* _EXERCISE DESCRIPTION_: Substitute "pixel positions" for "pixel coordinates" in the data from the line with "Prompt = Locate the dirt" to the line with "352,61 -> 612,138", and give only those lines back with nothing else changed.

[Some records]
►

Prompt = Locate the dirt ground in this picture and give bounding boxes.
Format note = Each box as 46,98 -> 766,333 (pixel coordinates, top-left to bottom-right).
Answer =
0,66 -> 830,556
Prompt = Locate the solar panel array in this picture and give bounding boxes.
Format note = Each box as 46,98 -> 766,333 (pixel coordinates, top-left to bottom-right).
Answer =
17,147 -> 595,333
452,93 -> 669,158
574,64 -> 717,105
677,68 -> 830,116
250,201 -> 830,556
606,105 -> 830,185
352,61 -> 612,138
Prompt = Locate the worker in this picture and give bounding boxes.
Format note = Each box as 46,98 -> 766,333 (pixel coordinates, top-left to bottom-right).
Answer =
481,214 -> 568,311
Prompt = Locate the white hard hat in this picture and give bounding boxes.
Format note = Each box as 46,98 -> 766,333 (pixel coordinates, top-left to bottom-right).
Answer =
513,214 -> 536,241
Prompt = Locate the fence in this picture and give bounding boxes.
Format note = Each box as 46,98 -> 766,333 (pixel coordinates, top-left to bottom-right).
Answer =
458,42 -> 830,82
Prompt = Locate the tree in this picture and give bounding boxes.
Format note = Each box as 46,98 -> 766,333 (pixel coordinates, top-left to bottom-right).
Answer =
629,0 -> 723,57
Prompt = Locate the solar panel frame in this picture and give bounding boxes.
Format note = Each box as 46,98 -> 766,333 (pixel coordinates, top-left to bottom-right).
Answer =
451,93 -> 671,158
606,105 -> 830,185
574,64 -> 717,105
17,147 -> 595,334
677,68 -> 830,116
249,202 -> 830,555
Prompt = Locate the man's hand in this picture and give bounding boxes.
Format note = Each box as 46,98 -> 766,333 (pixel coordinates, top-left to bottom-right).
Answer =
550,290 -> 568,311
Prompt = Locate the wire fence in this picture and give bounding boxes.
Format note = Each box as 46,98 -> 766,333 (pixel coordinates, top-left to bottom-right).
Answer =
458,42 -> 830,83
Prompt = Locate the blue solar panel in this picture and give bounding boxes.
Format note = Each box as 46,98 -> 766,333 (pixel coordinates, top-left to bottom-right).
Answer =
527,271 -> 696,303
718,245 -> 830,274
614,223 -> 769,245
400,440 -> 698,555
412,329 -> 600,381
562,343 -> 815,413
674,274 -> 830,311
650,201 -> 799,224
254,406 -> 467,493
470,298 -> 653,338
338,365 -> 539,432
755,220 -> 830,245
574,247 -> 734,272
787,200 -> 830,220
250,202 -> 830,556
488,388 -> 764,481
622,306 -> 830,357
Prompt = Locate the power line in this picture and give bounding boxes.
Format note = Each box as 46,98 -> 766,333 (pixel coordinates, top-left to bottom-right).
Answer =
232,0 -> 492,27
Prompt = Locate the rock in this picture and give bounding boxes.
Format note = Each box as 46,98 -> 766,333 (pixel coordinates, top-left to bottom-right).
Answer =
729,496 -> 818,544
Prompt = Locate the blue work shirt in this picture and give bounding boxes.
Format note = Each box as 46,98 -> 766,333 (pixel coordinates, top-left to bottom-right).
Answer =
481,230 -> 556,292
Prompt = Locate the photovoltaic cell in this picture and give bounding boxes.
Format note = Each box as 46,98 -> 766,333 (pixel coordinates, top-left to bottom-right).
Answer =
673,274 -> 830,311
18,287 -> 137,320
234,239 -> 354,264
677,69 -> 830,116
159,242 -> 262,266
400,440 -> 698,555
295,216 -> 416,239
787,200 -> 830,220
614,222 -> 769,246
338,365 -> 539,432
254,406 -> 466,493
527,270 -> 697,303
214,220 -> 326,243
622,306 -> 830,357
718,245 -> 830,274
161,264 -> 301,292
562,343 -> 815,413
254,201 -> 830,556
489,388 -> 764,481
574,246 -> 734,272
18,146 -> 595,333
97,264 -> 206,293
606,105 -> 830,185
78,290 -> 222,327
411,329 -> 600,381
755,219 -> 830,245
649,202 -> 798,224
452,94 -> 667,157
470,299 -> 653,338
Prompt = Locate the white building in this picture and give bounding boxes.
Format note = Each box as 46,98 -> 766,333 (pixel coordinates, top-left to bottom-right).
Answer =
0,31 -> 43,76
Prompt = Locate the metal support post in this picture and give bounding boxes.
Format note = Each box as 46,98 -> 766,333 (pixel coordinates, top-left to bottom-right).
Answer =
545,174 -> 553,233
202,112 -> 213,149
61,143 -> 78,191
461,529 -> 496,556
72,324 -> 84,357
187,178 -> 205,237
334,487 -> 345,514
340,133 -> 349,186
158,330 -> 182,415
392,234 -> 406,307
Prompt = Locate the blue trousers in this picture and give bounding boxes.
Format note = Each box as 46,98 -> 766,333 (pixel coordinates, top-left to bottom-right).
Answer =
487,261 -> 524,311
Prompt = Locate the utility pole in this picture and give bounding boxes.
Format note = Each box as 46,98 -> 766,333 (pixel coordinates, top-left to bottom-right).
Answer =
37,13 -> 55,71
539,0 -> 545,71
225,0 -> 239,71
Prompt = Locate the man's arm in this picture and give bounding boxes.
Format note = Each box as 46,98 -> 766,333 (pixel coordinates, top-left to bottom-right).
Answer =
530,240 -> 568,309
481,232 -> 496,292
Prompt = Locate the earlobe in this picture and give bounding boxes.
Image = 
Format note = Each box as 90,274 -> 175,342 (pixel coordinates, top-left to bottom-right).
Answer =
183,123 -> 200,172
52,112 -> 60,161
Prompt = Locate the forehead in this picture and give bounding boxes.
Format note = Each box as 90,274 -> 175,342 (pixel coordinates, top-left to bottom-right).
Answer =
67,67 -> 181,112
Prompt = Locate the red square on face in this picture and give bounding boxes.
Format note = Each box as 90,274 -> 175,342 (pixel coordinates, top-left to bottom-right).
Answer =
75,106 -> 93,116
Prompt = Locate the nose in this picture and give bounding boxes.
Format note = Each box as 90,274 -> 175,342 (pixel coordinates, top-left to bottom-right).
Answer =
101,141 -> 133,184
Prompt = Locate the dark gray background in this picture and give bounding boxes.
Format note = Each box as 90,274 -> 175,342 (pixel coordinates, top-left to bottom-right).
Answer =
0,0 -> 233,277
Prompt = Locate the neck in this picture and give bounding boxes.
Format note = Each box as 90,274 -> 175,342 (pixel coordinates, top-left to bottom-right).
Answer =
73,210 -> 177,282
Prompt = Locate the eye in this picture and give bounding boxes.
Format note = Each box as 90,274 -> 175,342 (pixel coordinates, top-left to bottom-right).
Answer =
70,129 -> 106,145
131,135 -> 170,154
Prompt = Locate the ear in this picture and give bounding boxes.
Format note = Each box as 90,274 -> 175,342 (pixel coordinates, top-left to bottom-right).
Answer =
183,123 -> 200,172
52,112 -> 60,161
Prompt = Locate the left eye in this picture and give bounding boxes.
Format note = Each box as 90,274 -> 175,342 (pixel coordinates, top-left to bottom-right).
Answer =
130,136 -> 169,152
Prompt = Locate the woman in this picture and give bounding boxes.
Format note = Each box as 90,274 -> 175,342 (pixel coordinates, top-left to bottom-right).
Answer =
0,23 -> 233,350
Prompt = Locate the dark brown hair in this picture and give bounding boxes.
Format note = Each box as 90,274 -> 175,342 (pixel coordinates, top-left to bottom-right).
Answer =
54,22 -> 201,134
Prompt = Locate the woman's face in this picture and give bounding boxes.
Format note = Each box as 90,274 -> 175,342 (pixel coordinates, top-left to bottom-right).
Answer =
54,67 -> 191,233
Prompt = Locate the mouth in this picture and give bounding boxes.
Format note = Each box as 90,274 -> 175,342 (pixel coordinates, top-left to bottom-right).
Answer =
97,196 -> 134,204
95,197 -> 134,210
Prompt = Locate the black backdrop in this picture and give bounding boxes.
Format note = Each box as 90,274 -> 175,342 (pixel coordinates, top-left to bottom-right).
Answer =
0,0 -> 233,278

◄
►

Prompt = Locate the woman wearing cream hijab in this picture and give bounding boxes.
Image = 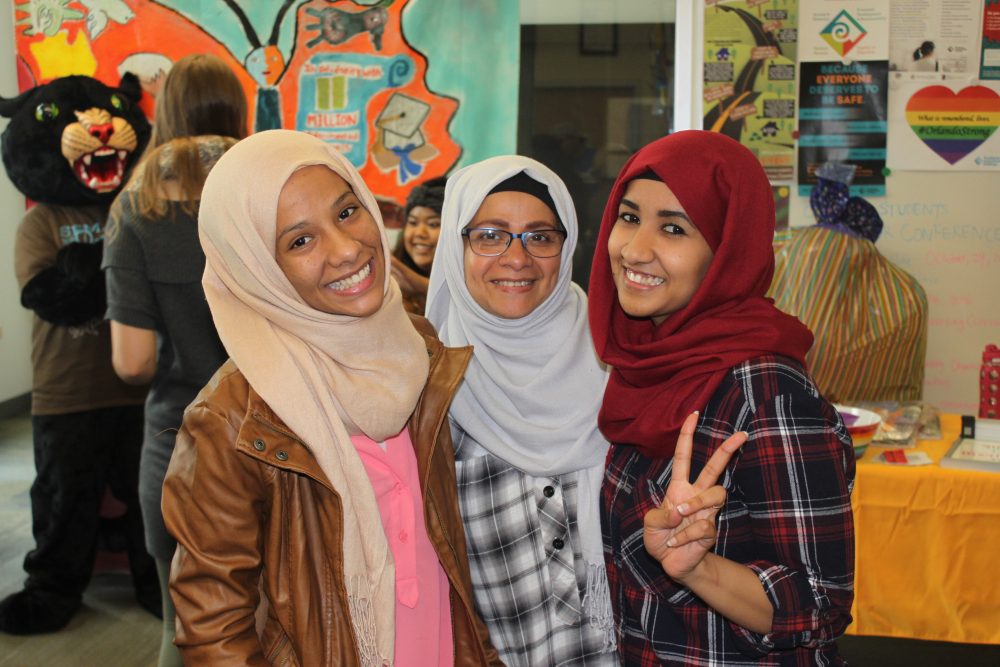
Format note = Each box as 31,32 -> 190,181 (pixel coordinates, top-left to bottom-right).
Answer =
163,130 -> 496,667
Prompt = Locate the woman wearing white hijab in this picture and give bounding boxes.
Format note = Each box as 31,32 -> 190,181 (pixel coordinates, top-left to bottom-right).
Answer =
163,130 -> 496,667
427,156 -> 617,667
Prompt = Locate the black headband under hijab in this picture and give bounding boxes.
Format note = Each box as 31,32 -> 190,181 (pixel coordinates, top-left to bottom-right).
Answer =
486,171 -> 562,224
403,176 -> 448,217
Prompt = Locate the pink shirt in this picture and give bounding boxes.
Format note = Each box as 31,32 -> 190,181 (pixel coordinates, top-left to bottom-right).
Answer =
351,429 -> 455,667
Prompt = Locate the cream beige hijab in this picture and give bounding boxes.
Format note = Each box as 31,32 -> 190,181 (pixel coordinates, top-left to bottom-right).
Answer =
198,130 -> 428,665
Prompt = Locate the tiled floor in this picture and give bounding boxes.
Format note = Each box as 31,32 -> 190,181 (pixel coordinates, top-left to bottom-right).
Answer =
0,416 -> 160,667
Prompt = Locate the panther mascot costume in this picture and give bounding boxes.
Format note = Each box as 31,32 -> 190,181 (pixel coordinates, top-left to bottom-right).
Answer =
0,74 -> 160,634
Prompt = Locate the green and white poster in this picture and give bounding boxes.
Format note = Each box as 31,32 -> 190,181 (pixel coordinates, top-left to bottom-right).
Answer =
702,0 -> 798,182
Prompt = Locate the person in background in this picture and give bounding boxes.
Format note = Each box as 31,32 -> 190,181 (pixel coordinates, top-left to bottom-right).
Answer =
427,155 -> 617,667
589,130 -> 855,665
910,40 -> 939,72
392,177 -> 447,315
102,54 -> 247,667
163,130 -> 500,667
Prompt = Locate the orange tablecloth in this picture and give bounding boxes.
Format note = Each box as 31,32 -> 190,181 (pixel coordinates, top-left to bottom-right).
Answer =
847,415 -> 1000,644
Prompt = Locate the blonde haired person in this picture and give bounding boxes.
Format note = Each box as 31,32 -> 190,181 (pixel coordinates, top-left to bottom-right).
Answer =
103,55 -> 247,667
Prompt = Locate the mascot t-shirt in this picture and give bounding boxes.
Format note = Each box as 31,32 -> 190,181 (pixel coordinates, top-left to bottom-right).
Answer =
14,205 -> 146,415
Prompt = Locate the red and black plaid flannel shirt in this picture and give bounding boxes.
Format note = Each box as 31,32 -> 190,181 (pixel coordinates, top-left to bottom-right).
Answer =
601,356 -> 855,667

◄

* _EXERCISE RESULT_:
Prompt = Locate the dirt ground in this picture and give bounding boxes.
Format note = Each box as 46,98 -> 766,333 (pixel positions, top-left to bottom-right).
Answer =
0,66 -> 830,556
Prompt = Locate the solar panel array in this picture and give bounding boxes.
Format note = Each box as 46,98 -> 766,333 (pixel positions, top-left to bottom-right).
Answer =
17,147 -> 595,333
452,93 -> 669,158
574,64 -> 717,105
677,68 -> 830,116
250,201 -> 830,556
606,105 -> 830,185
352,61 -> 612,138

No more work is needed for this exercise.